◆ AUFGABENSTELLUNG ◆
1. Gib den Auszug zur postexpositionellen Prophylaxe von „Unter einer postexpositionellen“ bis „Individualschutz nach Hochrisikokontakten.“ wortgetreu wieder.
2. Nenne bitte alle Mittel, deren gezielte Gabe laut dem Auszug zur postexpositionellen Prophylaxe zu einer PEP gehört.
3. Beantworte anhand des Auszugs zur postexpositionellen Prophylaxe:
(a) Wofür steht die Abkürzung PEP?
(b) Wobei ist die Maßnahme laut dem Auszug essenziell?
(c) Welcher Wirkmechanismus wird genannt?

-------- AUSGEWÄHLTER AUSZUG

Postexpositionelle Prophylaxe (Riegelimpfung)

Unter einer postexpositionellen Prophylaxe (PEP) versteht man die gezielte Gabe von Medikamenten, Impfstoffen oder spezifischen Immunglobulinen zur Vermeidung einer Erkrankung bei Personen, die nicht durch Impfung geschützt sind, jedoch einer Infektionskrankheit bereits ausgesetzt waren. Die Maßnahme ist essenziell in der Ausbruchskontrolle und zum Individualschutz nach Hochrisikokontakten.

Zielsetzung und Wirkung

  • Therapeutische Zielsetzung
    • Verhinderung oder Abschwächung der Krankheitsmanifestation nach bestätigter Exposition
  • Wirkmechanismus
    • Passive Immunisierung durch spezifische Antikörper (Hyperimmunglobulin)

----------------
-------- ANGEZEIGTE DATEN

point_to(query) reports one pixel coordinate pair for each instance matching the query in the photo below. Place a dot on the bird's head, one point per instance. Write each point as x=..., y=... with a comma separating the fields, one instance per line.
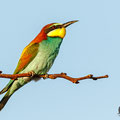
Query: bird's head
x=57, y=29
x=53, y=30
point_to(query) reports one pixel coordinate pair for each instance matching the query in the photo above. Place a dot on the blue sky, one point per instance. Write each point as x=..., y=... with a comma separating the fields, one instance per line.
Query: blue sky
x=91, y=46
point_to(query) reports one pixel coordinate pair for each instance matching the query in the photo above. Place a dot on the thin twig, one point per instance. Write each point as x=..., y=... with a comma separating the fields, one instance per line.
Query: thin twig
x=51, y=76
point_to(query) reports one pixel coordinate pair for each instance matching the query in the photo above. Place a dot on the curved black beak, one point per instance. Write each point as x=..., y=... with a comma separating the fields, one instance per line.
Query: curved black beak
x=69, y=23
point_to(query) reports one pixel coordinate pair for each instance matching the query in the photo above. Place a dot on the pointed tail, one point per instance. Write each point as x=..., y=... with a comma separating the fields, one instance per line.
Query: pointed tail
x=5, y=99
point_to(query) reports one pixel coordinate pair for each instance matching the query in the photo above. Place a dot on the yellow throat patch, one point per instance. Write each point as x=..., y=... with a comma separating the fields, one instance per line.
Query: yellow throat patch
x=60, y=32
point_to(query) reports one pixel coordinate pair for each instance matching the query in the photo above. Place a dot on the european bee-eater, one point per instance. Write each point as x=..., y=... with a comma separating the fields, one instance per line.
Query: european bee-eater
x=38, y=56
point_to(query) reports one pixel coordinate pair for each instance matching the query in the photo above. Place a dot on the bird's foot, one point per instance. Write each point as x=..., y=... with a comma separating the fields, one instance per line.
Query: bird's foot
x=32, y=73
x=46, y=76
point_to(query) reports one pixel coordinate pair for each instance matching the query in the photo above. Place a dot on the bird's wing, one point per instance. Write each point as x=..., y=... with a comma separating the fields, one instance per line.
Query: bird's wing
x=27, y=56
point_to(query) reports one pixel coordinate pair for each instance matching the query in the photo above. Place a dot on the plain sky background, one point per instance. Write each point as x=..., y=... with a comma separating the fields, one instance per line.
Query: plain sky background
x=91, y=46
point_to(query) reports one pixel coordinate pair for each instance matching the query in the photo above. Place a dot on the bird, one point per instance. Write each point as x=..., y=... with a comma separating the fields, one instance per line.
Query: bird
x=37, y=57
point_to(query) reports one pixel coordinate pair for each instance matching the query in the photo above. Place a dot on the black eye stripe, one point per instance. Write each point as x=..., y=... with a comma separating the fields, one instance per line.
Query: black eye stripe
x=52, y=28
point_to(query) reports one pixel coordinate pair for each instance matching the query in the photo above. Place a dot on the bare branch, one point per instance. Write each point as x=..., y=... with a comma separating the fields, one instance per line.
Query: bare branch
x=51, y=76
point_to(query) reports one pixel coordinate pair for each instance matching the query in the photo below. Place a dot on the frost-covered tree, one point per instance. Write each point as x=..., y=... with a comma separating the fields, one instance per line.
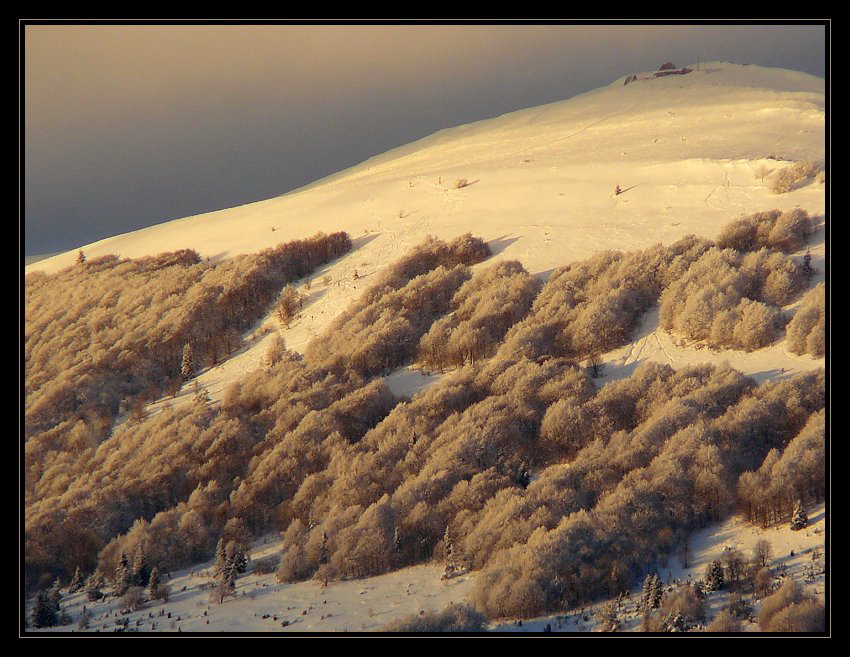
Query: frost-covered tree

----------------

◆ DEINE ANTWORTEN ◆
1.
Unter einer postexpositionellen Prophylaxe (PEP) versteht man die gezielte Gabe von Medikamenten, Impfstoffen oder spezifischen Immunglobulinen zur Vermeidung einer Erkrankung bei Personen, die nicht durch Impfung geschützt sind, jedoch einer Infektionskrankheit bereits ausgesetzt waren. Die Maßnahme ist essenziell in der Ausbruchskontrolle und zum Individualschutz nach Hochrisikokontakten.

2. Medikamente, Impfstoffe, spezifische Immunglobuline

3.
(a) Postexpositionelle Prophylaxe
(b) In der Ausbruchskontrolle und zum Individualschutz nach Hochrisikokontakten
(c) Passive Immunisierung durch spezifische Antikörper (Hyperimmunglobulin)